## WRITTEN REQUEST
Copy every line of the material below word for word, keeping the original order, spelling, and punctuation.

## TASK MATERIAL
+++

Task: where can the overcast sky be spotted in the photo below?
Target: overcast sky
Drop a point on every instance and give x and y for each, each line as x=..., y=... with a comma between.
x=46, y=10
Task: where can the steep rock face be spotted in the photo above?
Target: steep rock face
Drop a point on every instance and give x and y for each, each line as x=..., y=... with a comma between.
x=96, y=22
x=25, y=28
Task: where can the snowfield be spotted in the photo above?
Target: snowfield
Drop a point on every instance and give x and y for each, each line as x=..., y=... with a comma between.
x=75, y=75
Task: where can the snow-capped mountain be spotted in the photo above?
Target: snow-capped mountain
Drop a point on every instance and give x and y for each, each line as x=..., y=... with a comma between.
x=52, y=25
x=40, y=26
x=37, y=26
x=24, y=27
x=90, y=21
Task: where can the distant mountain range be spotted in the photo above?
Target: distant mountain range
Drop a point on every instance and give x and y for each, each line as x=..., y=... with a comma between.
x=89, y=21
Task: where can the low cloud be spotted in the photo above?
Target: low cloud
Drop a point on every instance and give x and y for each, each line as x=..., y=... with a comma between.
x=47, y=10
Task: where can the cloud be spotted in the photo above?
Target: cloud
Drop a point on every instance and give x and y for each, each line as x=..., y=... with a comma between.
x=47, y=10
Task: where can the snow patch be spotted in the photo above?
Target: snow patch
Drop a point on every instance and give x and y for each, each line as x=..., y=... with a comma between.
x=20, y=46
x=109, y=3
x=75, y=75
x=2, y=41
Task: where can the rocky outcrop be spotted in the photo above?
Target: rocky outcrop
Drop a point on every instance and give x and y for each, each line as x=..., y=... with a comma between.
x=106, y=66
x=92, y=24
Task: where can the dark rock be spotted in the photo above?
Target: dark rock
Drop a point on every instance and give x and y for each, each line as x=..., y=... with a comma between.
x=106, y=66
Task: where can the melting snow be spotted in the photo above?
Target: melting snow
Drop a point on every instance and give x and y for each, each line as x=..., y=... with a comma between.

+++

## EXERCISE OUTPUT
Task: where can the overcast sky be spotted in the photo below?
Target: overcast sky
Drop a point on every instance and give x and y for each, each line as x=..., y=... with a comma between.
x=46, y=10
Task: where can the steep rock face be spotted in the photo above?
Target: steep rock face
Drop a point on every instance and give x and y for each, each line as x=..., y=... with a comma between.
x=96, y=22
x=25, y=28
Task: where can the snowfield be spotted in the photo above?
Target: snowfield
Drop a point on every instance and give x and y for each, each line as x=..., y=... with a comma between.
x=75, y=75
Task: where can the snow-capped mountain be spotted in the photo above?
Target: snow-capped mountain
Drop a point on every instance and give x and y for each, each line as x=..., y=... with a comma between.
x=52, y=25
x=40, y=26
x=37, y=26
x=24, y=27
x=90, y=21
Task: where can the distant mountain range be spotted in the photo above?
Target: distant mountain range
Drop a point on every instance and give x and y for each, each line as x=..., y=... with a comma between.
x=89, y=21
Task: where can the low cloud be spotted in the photo above?
Target: low cloud
Drop a point on every instance and give x and y for each, each line as x=..., y=... with a comma between.
x=47, y=10
Task: where can the cloud be spotted in the photo above?
Target: cloud
Drop a point on every instance and give x and y for each, each line as x=..., y=... with a comma between.
x=47, y=10
Task: where can the snow patch be spotted in the photo above?
Target: snow patch
Drop a point on every instance and give x and y for each, each line as x=..., y=... with a comma between.
x=20, y=46
x=109, y=3
x=75, y=75
x=2, y=41
Task: where can the rocky outcrop be spotted in the photo above?
Target: rocky outcrop
Drop a point on every instance and give x and y for each, each line as x=..., y=... with a comma between.
x=106, y=66
x=92, y=24
Task: where can the dark rock be spotted in the photo above?
Target: dark rock
Drop a point on every instance and give x and y for each, each line as x=..., y=... with a comma between.
x=106, y=66
Task: where can the melting snow be spotted in the photo above?
Target: melting snow
Drop a point on every instance and give x and y for each, each line as x=..., y=... with a comma between.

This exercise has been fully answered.